[Source data]
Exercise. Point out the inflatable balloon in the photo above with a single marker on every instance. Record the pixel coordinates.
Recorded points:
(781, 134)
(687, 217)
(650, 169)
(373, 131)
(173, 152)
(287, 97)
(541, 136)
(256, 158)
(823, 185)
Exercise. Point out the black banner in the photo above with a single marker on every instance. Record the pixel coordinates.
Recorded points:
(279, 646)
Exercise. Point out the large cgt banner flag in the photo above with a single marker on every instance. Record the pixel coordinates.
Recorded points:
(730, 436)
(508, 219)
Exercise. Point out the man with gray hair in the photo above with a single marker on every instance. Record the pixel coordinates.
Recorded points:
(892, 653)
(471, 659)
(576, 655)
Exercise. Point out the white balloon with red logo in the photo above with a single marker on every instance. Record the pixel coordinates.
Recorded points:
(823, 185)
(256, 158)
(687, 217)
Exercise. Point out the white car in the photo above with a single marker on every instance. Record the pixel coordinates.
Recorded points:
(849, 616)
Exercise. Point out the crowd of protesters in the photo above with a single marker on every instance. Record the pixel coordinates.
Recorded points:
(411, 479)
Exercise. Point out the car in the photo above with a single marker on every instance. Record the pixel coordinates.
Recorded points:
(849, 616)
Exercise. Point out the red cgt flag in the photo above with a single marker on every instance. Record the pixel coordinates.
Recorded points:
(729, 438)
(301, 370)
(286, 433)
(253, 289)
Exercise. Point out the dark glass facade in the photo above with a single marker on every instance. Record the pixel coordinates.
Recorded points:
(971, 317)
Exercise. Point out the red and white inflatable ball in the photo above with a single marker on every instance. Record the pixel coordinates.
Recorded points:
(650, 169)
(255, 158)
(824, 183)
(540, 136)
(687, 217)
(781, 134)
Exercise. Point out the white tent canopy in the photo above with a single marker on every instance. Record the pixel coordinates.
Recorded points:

Instructions for the task:
Turn every line of the records above into a numbered list, omitting any blank lines.

Result:
1. Exercise. Point out the inflatable balloon in the photo above with a single marker on every instance. Record the pixel coordinates.
2. Recorded points:
3. (781, 134)
4. (687, 217)
5. (650, 169)
6. (373, 131)
7. (173, 152)
8. (287, 97)
9. (541, 136)
10. (256, 158)
11. (823, 185)
12. Exercise. Point out the black banner in the photo above with a single marker on every instance. Record the pixel coordinates.
13. Recorded points:
14. (279, 646)
15. Exercise. Point out the large cgt banner flag in the photo above with a single marker on every instance. Record the pixel coordinates.
16. Recorded points:
17. (730, 436)
18. (508, 219)
19. Exercise. Point out the man with gray hair in the photo above with a single marker on every instance. Record the pixel coordinates.
20. Recorded points:
21. (892, 653)
22. (471, 659)
23. (576, 655)
24. Exercise. Point out the white balloon with red logo in the photo above with a single marker on every instance. Record the pixel coordinates.
25. Recorded points:
26. (823, 185)
27. (256, 158)
28. (687, 217)
29. Exercise. Point out the white car in the photo above with a single marker on every instance. Record the pixel coordinates.
30. Recorded points:
31. (849, 616)
32. Exercise. Point out the crowd of protesters in the photo above with a single marker on every instance. Record the pixel coordinates.
33. Recorded points:
34. (411, 479)
35. Exercise. Point out the car in the photo above with a single marker on every instance. Record the pixel coordinates.
36. Recorded points:
37. (849, 616)
38. Exercise. Point out the red cgt flag in the photo above with a single marker on every instance. Record the pixel coordinates.
39. Recorded points:
40. (729, 438)
41. (301, 370)
42. (286, 433)
43. (253, 289)
44. Exercise. Point out the dark glass facade in the photo above with a single marker on every instance. Record the pixel coordinates.
45. Recorded points:
46. (971, 317)
47. Exercise. Point out the red and white inflatable ball in the photo above with a single marker on every instance. Record the pixel coordinates.
48. Recorded points:
49. (650, 169)
50. (255, 158)
51. (824, 183)
52. (540, 136)
53. (687, 217)
54. (781, 134)
55. Exercise. Point out the white tent canopy in the photo above with a single marker on every instance. Record the pixel coordinates.
56. Recorded points:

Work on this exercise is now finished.